• **PROMPT**
Turn the lines from the line with "man in dark" up to and including the line with "pixel 309 103" into a two-column CSV with the headers text and points. Give one row for each line of wording, paired with the pixel lines that follow it. Put each field in quotes, and replace line breaks with spaces.

* START DATASET ENTRIES *

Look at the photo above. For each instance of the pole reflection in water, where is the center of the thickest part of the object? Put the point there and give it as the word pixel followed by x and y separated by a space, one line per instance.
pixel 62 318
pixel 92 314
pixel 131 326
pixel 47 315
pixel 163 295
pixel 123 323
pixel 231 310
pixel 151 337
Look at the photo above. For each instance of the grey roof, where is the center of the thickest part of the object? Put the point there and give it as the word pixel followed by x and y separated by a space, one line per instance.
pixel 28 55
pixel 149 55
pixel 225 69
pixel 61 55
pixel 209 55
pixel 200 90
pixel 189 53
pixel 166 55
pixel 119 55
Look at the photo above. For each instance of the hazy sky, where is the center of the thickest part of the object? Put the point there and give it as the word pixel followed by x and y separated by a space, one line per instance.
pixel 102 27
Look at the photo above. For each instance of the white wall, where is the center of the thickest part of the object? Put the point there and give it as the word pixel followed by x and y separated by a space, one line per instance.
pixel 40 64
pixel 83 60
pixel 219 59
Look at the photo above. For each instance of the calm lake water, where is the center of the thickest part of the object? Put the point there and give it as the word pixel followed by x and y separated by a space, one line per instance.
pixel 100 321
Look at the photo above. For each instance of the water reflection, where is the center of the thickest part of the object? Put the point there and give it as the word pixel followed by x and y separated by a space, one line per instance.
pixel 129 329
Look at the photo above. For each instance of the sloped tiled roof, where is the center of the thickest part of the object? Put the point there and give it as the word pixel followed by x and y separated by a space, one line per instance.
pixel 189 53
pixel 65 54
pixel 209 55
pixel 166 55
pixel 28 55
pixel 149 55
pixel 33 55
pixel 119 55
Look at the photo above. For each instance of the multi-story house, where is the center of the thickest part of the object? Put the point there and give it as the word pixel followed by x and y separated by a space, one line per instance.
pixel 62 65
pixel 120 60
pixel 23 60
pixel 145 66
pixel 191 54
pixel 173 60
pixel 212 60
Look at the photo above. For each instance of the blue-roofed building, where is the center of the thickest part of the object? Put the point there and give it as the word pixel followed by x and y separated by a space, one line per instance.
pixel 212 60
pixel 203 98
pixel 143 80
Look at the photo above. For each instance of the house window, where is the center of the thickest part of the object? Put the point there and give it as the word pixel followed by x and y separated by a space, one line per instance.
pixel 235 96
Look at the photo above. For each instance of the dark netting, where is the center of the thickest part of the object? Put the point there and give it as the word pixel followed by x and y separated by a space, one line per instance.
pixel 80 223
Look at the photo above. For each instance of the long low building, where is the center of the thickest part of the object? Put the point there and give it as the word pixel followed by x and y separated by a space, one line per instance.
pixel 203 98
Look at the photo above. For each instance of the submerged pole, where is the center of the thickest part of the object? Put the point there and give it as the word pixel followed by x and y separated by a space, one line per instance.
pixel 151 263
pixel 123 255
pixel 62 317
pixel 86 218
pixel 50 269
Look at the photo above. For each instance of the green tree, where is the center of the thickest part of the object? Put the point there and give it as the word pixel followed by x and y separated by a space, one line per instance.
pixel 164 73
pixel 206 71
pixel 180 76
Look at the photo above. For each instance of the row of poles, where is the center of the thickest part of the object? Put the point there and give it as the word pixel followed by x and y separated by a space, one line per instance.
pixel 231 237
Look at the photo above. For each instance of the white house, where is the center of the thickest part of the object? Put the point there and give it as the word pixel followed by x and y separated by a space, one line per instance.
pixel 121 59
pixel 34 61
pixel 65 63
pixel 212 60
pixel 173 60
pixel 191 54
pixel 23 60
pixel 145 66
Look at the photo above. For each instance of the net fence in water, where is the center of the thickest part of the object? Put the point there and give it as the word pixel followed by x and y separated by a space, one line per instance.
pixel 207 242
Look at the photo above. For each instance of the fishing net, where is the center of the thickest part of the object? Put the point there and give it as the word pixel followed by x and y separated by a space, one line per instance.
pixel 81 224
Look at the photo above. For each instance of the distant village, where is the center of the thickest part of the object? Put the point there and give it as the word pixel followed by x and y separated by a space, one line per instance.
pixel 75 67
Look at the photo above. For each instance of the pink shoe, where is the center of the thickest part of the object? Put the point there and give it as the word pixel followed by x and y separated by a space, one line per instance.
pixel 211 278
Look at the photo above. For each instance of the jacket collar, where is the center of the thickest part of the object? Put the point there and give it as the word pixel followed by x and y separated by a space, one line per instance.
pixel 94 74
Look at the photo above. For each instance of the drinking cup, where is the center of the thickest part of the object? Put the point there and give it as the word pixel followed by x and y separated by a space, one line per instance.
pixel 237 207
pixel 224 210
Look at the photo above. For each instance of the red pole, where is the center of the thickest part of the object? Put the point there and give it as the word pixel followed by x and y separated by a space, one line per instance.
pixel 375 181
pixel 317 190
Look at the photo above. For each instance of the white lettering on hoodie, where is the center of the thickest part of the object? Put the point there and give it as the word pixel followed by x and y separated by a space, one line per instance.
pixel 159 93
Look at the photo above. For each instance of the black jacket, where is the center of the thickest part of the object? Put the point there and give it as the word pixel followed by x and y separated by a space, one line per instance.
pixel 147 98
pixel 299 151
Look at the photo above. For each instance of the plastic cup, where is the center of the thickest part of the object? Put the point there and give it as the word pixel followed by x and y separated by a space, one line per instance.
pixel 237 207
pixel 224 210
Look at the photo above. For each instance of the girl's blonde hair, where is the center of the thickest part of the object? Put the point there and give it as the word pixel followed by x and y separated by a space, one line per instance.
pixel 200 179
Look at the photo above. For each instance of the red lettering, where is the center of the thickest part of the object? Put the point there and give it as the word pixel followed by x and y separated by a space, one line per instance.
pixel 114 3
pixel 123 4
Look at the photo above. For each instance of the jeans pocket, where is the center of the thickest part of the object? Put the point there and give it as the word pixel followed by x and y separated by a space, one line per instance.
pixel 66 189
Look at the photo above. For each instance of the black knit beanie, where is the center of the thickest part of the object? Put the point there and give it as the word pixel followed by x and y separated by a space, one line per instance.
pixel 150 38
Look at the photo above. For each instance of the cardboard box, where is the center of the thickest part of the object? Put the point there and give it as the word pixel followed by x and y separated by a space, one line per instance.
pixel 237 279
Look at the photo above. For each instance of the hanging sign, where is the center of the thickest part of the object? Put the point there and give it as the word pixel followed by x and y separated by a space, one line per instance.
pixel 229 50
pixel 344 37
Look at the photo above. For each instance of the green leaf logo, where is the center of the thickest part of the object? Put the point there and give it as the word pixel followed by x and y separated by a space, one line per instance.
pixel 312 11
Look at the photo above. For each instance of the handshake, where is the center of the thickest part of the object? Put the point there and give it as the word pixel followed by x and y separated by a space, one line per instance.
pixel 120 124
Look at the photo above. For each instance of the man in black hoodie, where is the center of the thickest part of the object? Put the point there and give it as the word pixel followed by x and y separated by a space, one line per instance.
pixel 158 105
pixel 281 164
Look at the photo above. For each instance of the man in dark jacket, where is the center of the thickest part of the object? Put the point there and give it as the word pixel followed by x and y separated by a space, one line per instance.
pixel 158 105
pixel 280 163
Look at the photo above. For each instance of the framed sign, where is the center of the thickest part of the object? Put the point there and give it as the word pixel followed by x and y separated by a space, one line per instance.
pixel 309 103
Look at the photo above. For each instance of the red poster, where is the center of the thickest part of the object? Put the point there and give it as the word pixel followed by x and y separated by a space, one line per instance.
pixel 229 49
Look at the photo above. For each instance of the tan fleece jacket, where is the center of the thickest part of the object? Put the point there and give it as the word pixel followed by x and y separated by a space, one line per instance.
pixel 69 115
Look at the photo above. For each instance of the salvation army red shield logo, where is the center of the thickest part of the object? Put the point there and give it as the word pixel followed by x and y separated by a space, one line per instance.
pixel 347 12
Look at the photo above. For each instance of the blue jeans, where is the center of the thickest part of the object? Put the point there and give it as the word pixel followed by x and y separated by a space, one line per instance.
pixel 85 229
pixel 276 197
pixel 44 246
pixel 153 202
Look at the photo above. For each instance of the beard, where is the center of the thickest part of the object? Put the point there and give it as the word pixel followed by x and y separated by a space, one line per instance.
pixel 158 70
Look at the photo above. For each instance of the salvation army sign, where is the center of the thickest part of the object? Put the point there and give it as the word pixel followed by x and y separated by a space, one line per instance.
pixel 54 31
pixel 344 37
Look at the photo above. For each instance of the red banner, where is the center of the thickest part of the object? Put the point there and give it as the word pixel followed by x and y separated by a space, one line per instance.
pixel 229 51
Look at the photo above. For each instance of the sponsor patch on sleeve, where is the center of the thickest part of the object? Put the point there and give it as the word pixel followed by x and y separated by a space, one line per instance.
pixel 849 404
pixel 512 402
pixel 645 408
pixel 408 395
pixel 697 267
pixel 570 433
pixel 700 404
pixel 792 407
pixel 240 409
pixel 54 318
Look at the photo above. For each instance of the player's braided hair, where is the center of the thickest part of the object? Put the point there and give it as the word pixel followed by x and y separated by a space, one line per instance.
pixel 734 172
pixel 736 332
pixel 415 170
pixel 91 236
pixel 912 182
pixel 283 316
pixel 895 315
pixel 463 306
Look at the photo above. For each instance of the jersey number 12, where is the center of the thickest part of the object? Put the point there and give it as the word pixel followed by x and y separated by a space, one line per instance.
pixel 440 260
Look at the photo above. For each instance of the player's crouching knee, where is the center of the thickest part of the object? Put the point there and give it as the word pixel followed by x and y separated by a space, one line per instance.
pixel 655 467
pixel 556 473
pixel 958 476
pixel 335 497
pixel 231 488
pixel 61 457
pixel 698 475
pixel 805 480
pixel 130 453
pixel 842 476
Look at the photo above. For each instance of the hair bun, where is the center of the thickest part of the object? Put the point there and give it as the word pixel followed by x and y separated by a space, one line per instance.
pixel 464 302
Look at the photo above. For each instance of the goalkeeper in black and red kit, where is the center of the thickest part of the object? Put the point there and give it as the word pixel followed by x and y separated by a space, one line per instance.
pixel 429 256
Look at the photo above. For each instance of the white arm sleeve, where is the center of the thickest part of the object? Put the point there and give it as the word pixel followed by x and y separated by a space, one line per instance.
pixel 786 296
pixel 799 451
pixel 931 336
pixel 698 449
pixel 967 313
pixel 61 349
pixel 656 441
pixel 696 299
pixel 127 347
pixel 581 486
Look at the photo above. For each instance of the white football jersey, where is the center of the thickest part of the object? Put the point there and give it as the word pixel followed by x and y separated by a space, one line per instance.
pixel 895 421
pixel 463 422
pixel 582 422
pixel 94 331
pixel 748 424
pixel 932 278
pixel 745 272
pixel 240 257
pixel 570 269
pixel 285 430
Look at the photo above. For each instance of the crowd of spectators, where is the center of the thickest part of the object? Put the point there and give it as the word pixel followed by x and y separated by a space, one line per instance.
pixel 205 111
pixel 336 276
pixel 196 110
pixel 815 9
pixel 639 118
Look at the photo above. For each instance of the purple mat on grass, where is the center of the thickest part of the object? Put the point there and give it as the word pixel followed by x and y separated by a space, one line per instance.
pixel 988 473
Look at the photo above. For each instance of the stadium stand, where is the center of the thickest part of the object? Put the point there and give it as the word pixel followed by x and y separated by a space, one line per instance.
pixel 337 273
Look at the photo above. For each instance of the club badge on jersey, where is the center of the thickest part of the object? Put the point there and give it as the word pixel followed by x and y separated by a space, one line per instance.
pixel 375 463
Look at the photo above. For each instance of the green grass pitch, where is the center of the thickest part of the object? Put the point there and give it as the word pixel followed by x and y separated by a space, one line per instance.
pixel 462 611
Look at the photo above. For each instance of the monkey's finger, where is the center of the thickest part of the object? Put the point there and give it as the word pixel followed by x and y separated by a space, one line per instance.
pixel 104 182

* END DATASET ENTRIES *

• **FINISHED EXERCISE**
text,points
"Look at the photo above. For each instance of the man in dark jacket, where is the center of the thickest part of the object? Put the point there and give it as the word pixel followed by x and y separated by a space, one line per instance.","pixel 158 105 pixel 280 163"
"Look at the photo above. For each instance of the framed sign, where is the center of the thickest part of the object? Put the point there and give it as the word pixel followed by x and y separated by a space, one line per instance.","pixel 309 103"